Image: Reuters/Sivaram V

Authorities have ordered a judicial inquiry Sunday into the cause of a massive temple fire in southern India that left more than 100 dead and nearly 400 injured.

On Sunday, a series of massive explosions and subsequent fire, apparently sparked by an errant firework and a huge repository of fireworks, left scores dead and hundreds injured at a Hindu temple crowded with thousands of people in the southern Indian state of Kerala.

Fireworks are a common feature of Hindu festivals but in this case organizers were denied permission to host the pyrotechnic show, and by evening police had detained five employees of the contracting duo said to be responsible for the event.

But the father-son duo said to be behind the show were both reportedly in the hospital suffering serious burn injuries.

Meanwhile survivors of the accident gave harrowing accounts of the explosion, the ensuing chaos, and the tragic results.

"It came like a storm, throwing everyone to the ground. There were bodies all over the place and the injured were writhing in pain," said Anish Kumar, who had gone with his friends to see the display at the Puttingal Devi temple in Kollam district.

"I was horrified to see hundreds of men and women on the ground lifeless," said Kumar, who lost one of his friends in the disaster.

A grave situation

Prime Minister Narendra Modi described the accident as "heart-rending and shocking beyond words." He toured the complex and met some of the injured at a hospital.

People search through piles of debris after explosions at Hindu temple.
People search through debris after explosions at templeImage: Reuters/ANI

"The incident is so grave that it is very difficult to describe in words," Modi said. "People who were 200 meters away were also hurt. And right now the doctor was telling me that some of the blasts were such that some peoples' bodies were blown apart."

[Dataset entries]
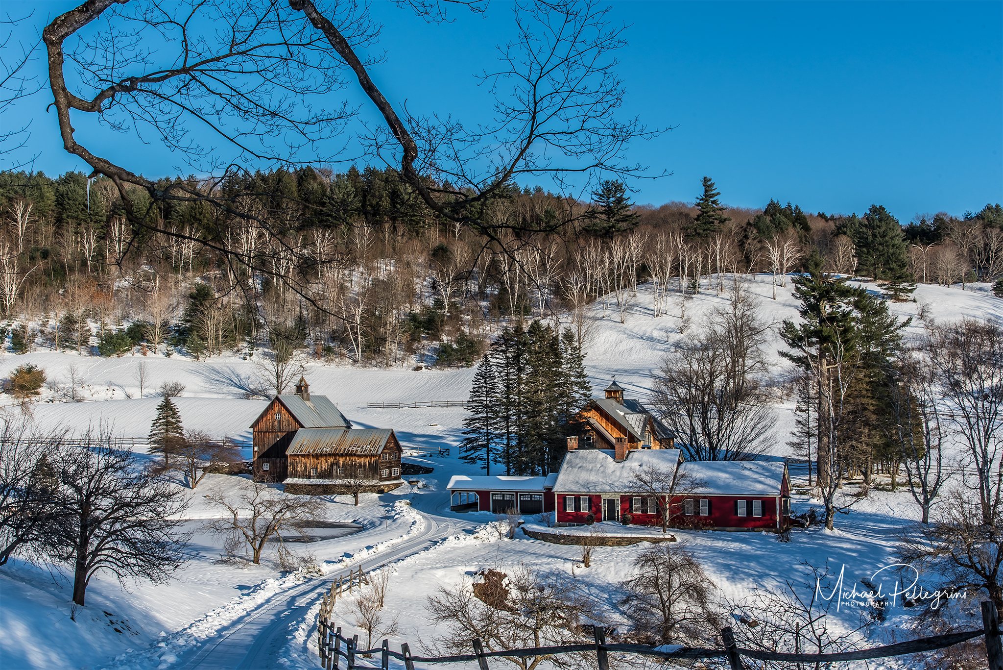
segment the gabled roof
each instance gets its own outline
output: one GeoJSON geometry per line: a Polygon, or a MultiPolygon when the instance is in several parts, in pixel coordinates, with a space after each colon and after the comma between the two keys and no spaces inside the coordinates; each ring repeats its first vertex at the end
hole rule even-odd
{"type": "MultiPolygon", "coordinates": [[[[327,396],[310,396],[310,400],[303,400],[297,395],[276,396],[276,400],[282,403],[293,418],[304,428],[351,428],[352,422],[345,418],[338,408],[334,406],[327,396]]],[[[268,409],[265,409],[268,412],[268,409]]],[[[255,419],[257,423],[262,416],[262,412],[255,419]]]]}
{"type": "Polygon", "coordinates": [[[672,472],[679,465],[678,449],[631,449],[619,463],[610,449],[569,451],[558,471],[555,493],[629,493],[635,475],[648,468],[672,472]]]}
{"type": "Polygon", "coordinates": [[[776,461],[687,461],[679,470],[705,482],[693,495],[780,495],[784,465],[776,461]]]}
{"type": "Polygon", "coordinates": [[[301,428],[286,454],[380,454],[390,441],[390,428],[301,428]]]}
{"type": "Polygon", "coordinates": [[[461,491],[543,491],[547,485],[547,477],[488,477],[486,475],[468,476],[454,474],[449,478],[448,490],[461,491]]]}

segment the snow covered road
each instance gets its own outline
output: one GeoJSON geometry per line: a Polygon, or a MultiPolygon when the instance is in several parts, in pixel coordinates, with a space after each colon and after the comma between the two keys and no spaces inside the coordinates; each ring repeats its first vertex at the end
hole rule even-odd
{"type": "MultiPolygon", "coordinates": [[[[424,503],[421,506],[431,512],[418,510],[425,521],[420,532],[384,551],[346,564],[336,571],[337,574],[358,568],[368,572],[417,553],[456,533],[472,531],[479,525],[436,514],[443,507],[448,508],[448,494],[418,497],[424,498],[420,499],[420,503],[424,503]]],[[[246,616],[221,629],[218,637],[208,641],[186,664],[176,667],[186,670],[265,670],[283,667],[281,654],[289,643],[291,632],[330,587],[333,577],[332,574],[308,580],[276,594],[246,616]]]]}

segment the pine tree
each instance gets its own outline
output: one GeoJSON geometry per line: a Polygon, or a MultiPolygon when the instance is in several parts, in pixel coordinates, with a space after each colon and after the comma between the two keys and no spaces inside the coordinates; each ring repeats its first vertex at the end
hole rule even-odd
{"type": "Polygon", "coordinates": [[[171,453],[185,441],[182,417],[171,398],[164,397],[156,406],[156,416],[149,427],[148,441],[149,453],[162,453],[164,467],[171,465],[171,453]]]}
{"type": "Polygon", "coordinates": [[[470,387],[467,416],[463,420],[465,437],[459,445],[459,458],[466,463],[480,463],[480,468],[488,475],[491,473],[491,461],[497,458],[499,400],[494,362],[491,354],[487,353],[480,358],[470,387]]]}
{"type": "Polygon", "coordinates": [[[710,177],[704,177],[703,193],[696,199],[696,208],[700,213],[696,215],[696,219],[693,221],[691,229],[693,237],[709,237],[722,224],[731,220],[730,217],[724,216],[721,213],[725,208],[721,206],[720,201],[717,199],[720,195],[718,191],[714,190],[714,182],[711,181],[710,177]]]}
{"type": "Polygon", "coordinates": [[[861,273],[876,280],[908,281],[909,255],[902,226],[881,205],[872,205],[854,227],[861,273]]]}
{"type": "Polygon", "coordinates": [[[595,207],[586,212],[588,223],[584,229],[594,235],[612,237],[621,230],[629,230],[638,224],[638,216],[633,211],[634,203],[627,197],[627,187],[622,183],[607,180],[592,192],[595,207]]]}

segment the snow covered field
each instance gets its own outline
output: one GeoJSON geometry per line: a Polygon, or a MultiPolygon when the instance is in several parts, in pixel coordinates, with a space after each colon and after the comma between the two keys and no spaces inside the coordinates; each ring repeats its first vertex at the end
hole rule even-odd
{"type": "MultiPolygon", "coordinates": [[[[770,299],[772,284],[761,275],[747,285],[762,298],[762,312],[773,322],[796,318],[796,303],[790,285],[777,287],[777,300],[770,299]]],[[[920,286],[916,302],[892,303],[900,316],[916,316],[926,304],[937,319],[961,316],[1003,318],[1003,300],[994,297],[988,285],[975,284],[972,290],[920,286]]],[[[625,323],[611,313],[596,322],[586,365],[596,393],[609,383],[612,375],[626,390],[628,398],[648,395],[648,377],[656,369],[667,348],[685,337],[680,332],[679,303],[670,314],[652,317],[650,286],[642,286],[625,323]]],[[[719,304],[713,290],[702,288],[686,305],[689,327],[699,324],[706,310],[719,304]]],[[[916,334],[922,325],[917,321],[908,330],[916,334]]],[[[778,348],[779,340],[775,339],[778,348]]],[[[779,373],[785,363],[772,354],[779,373]]],[[[63,425],[84,430],[88,425],[106,423],[116,434],[144,440],[159,399],[155,389],[165,381],[185,384],[185,395],[178,406],[186,428],[206,431],[216,436],[238,440],[250,439],[251,422],[264,409],[260,400],[244,400],[241,384],[254,375],[254,366],[239,356],[225,356],[196,362],[180,354],[172,358],[150,355],[100,359],[67,353],[36,351],[23,356],[5,353],[0,356],[0,377],[17,366],[31,363],[46,371],[49,379],[68,378],[68,368],[77,366],[83,379],[82,403],[55,401],[56,393],[43,390],[30,412],[44,426],[63,425]],[[147,366],[145,397],[139,399],[134,379],[137,363],[147,366]]],[[[298,547],[314,554],[321,570],[338,574],[361,556],[378,556],[392,549],[395,542],[406,541],[425,527],[430,519],[462,518],[466,522],[489,523],[486,514],[457,515],[448,511],[443,488],[453,474],[480,474],[479,470],[456,459],[462,408],[369,409],[367,403],[464,400],[472,369],[412,371],[411,366],[392,370],[313,364],[307,379],[311,392],[328,396],[356,427],[393,428],[405,449],[422,454],[405,460],[434,467],[430,475],[420,477],[422,486],[404,486],[385,495],[365,494],[358,507],[350,498],[326,498],[325,519],[354,521],[363,530],[342,537],[325,539],[298,547]],[[424,455],[439,447],[450,447],[449,457],[424,455]],[[408,500],[413,504],[400,504],[408,500]],[[418,510],[418,511],[415,511],[418,510]],[[353,559],[354,556],[354,559],[353,559]]],[[[17,413],[9,397],[4,397],[6,412],[17,413]]],[[[792,402],[777,406],[777,426],[773,456],[787,454],[786,433],[791,425],[792,402]]],[[[137,447],[141,450],[142,447],[137,447]]],[[[88,606],[70,616],[70,585],[58,572],[32,568],[20,562],[0,569],[0,666],[19,668],[173,668],[183,667],[191,655],[217,631],[240,621],[247,612],[269,601],[276,594],[300,584],[304,576],[283,575],[271,559],[261,566],[245,570],[217,563],[219,540],[200,529],[199,519],[216,515],[206,504],[205,495],[216,488],[233,487],[235,477],[209,475],[191,492],[192,506],[187,523],[196,531],[190,548],[191,561],[168,585],[128,583],[120,587],[108,575],[99,575],[87,592],[88,606]],[[157,646],[157,645],[162,646],[157,646]]],[[[805,496],[795,496],[794,511],[811,505],[805,496]]],[[[708,533],[673,530],[699,556],[701,564],[718,588],[730,599],[740,599],[750,589],[782,589],[784,580],[804,575],[801,562],[823,565],[826,561],[839,571],[846,566],[848,579],[869,577],[889,563],[896,534],[905,523],[919,518],[918,506],[908,491],[896,493],[873,491],[854,507],[849,516],[837,518],[838,530],[825,532],[812,528],[795,532],[789,543],[760,533],[708,533]],[[851,574],[854,576],[851,578],[851,574]]],[[[469,525],[469,523],[467,523],[469,525]]],[[[455,526],[459,527],[459,526],[455,526]]],[[[520,563],[563,571],[569,579],[574,574],[589,585],[590,593],[617,612],[619,584],[627,579],[633,556],[647,544],[629,547],[597,547],[592,568],[575,568],[580,547],[549,544],[520,535],[504,539],[490,526],[478,530],[462,529],[445,539],[424,547],[384,570],[392,573],[392,600],[388,608],[401,614],[399,641],[415,643],[429,638],[433,631],[424,613],[425,598],[440,585],[469,579],[471,573],[488,567],[505,568],[520,563]]],[[[316,657],[307,646],[319,607],[319,591],[313,600],[304,601],[289,622],[290,639],[283,650],[282,663],[276,667],[316,667],[316,657]]],[[[904,612],[904,611],[899,611],[904,612]]],[[[846,611],[846,624],[856,621],[859,612],[846,611]]],[[[907,614],[889,622],[887,633],[907,614]]],[[[346,628],[350,628],[346,622],[346,628]]],[[[881,632],[875,640],[881,641],[881,632]]],[[[394,644],[392,641],[391,644],[394,644]]],[[[871,668],[883,667],[871,664],[871,668]]],[[[887,667],[900,667],[890,662],[887,667]]]]}

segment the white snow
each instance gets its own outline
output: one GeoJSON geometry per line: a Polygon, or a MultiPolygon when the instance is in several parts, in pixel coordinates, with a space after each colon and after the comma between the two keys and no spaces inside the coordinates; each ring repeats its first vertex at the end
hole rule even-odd
{"type": "MultiPolygon", "coordinates": [[[[761,313],[770,322],[797,318],[789,283],[777,287],[775,301],[770,298],[772,285],[768,275],[753,277],[746,286],[759,295],[761,313]]],[[[875,288],[870,284],[868,287],[875,288]]],[[[957,287],[921,285],[914,294],[916,302],[890,305],[899,316],[914,317],[907,329],[908,337],[922,331],[923,324],[915,316],[923,304],[937,319],[962,316],[1003,319],[1003,300],[994,297],[988,285],[969,287],[972,290],[961,291],[957,287]]],[[[680,318],[678,296],[675,300],[671,315],[654,318],[651,288],[640,286],[625,323],[612,317],[595,321],[586,345],[586,365],[597,391],[595,395],[600,395],[599,390],[616,375],[617,382],[627,390],[627,398],[645,400],[650,389],[649,376],[658,368],[665,352],[687,337],[689,328],[697,327],[702,315],[722,304],[725,296],[708,291],[704,285],[699,295],[687,301],[685,320],[680,318]]],[[[777,374],[788,366],[775,353],[781,348],[774,334],[768,353],[777,374]]],[[[170,359],[161,355],[100,359],[46,351],[23,356],[6,353],[0,355],[0,377],[24,363],[39,366],[50,380],[63,385],[68,381],[68,368],[75,365],[84,382],[78,393],[87,402],[56,402],[64,394],[44,389],[39,402],[28,408],[37,422],[43,426],[63,425],[74,431],[101,423],[111,425],[116,435],[135,439],[135,450],[143,459],[147,458],[142,453],[145,436],[160,401],[149,396],[162,382],[177,381],[187,386],[185,395],[175,399],[187,428],[219,437],[249,440],[251,422],[265,407],[261,400],[245,399],[255,369],[252,361],[241,356],[196,362],[180,354],[170,359]],[[134,376],[138,363],[147,367],[143,390],[147,397],[142,399],[134,376]]],[[[595,547],[592,567],[585,569],[579,563],[579,546],[532,540],[522,533],[516,539],[503,538],[504,524],[493,522],[491,514],[449,512],[444,489],[450,477],[482,474],[475,466],[457,458],[463,409],[377,409],[367,404],[462,401],[468,394],[473,372],[472,369],[412,371],[409,366],[383,370],[321,363],[311,364],[306,371],[311,393],[330,398],[356,427],[393,428],[405,453],[411,454],[405,460],[435,470],[428,475],[408,477],[418,479],[419,485],[404,485],[384,495],[363,494],[357,507],[351,504],[349,496],[325,496],[325,520],[354,521],[363,530],[297,546],[297,553],[312,553],[322,572],[337,574],[362,557],[378,560],[382,553],[408,541],[408,537],[427,532],[426,519],[483,523],[477,530],[459,530],[447,539],[425,544],[418,552],[382,569],[391,574],[393,596],[387,607],[399,615],[401,622],[400,633],[391,640],[394,648],[399,648],[402,641],[414,644],[419,637],[431,639],[436,633],[425,609],[426,598],[439,587],[468,581],[473,573],[488,567],[505,571],[526,565],[564,573],[568,579],[582,580],[592,598],[616,613],[618,599],[622,598],[621,583],[631,576],[633,557],[648,546],[642,542],[628,547],[595,547]],[[450,449],[448,457],[435,455],[442,447],[450,449]],[[405,501],[414,508],[404,504],[405,501]],[[416,510],[424,510],[428,516],[416,510]]],[[[6,412],[21,411],[12,399],[5,398],[2,402],[7,404],[6,412]]],[[[785,442],[792,426],[792,409],[789,398],[778,399],[776,446],[770,454],[773,457],[788,454],[785,442]]],[[[613,461],[609,457],[608,460],[613,461]]],[[[65,571],[50,573],[20,561],[0,568],[0,629],[5,632],[0,636],[0,666],[5,670],[178,667],[187,663],[206,641],[217,639],[221,630],[238,625],[246,613],[304,584],[307,574],[283,575],[271,556],[261,566],[245,569],[217,563],[222,551],[221,540],[201,527],[204,519],[218,516],[221,511],[209,504],[205,495],[232,488],[241,481],[237,477],[208,475],[199,488],[188,493],[192,505],[186,512],[186,524],[195,535],[191,560],[176,580],[164,585],[140,581],[119,586],[111,576],[98,574],[87,590],[88,605],[79,610],[75,622],[69,618],[70,590],[65,571]]],[[[853,490],[848,486],[848,492],[853,490]]],[[[795,513],[819,506],[805,495],[795,494],[793,502],[795,513]]],[[[750,589],[782,590],[785,581],[804,581],[807,572],[802,562],[814,566],[827,563],[837,572],[845,566],[847,579],[855,581],[870,577],[879,568],[895,563],[893,550],[898,536],[906,524],[918,518],[919,507],[908,490],[894,493],[872,490],[849,515],[837,518],[835,533],[814,528],[795,530],[789,542],[778,542],[769,533],[678,529],[672,532],[694,551],[720,597],[740,599],[750,589]]],[[[610,532],[614,528],[616,532],[626,531],[621,530],[624,526],[610,525],[610,532]]],[[[289,639],[280,654],[283,667],[317,667],[312,646],[319,589],[311,592],[312,600],[306,596],[304,599],[307,606],[296,610],[286,622],[289,639]]],[[[358,632],[344,610],[339,612],[346,632],[358,632]]],[[[845,608],[831,625],[850,627],[859,614],[845,608]]],[[[910,616],[913,615],[908,611],[896,611],[886,626],[877,630],[872,643],[882,643],[886,639],[883,636],[910,616]]],[[[871,667],[903,666],[886,662],[871,667]]]]}

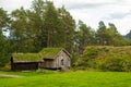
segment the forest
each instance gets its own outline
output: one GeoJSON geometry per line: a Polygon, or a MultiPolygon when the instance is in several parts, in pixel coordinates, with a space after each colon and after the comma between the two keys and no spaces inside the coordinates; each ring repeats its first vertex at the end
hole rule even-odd
{"type": "Polygon", "coordinates": [[[72,54],[72,64],[87,46],[130,46],[131,32],[121,35],[114,23],[108,27],[99,21],[92,28],[81,20],[76,23],[64,5],[33,0],[29,9],[21,7],[8,13],[0,8],[0,67],[11,53],[35,53],[43,48],[64,48],[72,54]]]}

§ **Aim of the task**: Carry on the report of the Kerala temple fire from the point where it stops, following on after Modi's remark about the blasts.

§ **Written response**:
A spokesman for Kerala Chief Minister Oommen Chandy said the "death total is 106 with 75 of those identified and 31 unknown." Another 380 were injured.

Emergency room doctor Rajesh Kumar said patients rushed to his hospital were suffering from head injuries and burn wounds, and several had needed amputations.

"Seven people had partial amputations in the blast and we had to amputate surgically," he said, speaking from a hospital in the state capital Thiruvananthapuram. "Most of the injured had head, torso and internal injuries, a few had burn injuries."

The blast, and subsequent fire, occurred around 3 a.m., and took firefighters nearly four hours to extinguish the flames.

One of the explosions sent huge chunks of concrete flying as far as a kilometer, or more than half a mile.

Chandy, the top elected official in Kerala state, has appointed a retired judge to investigate the case.

"We will be investigating how the orders were flouted," he said, "and who was responsible for the decision to go ahead with the firework display."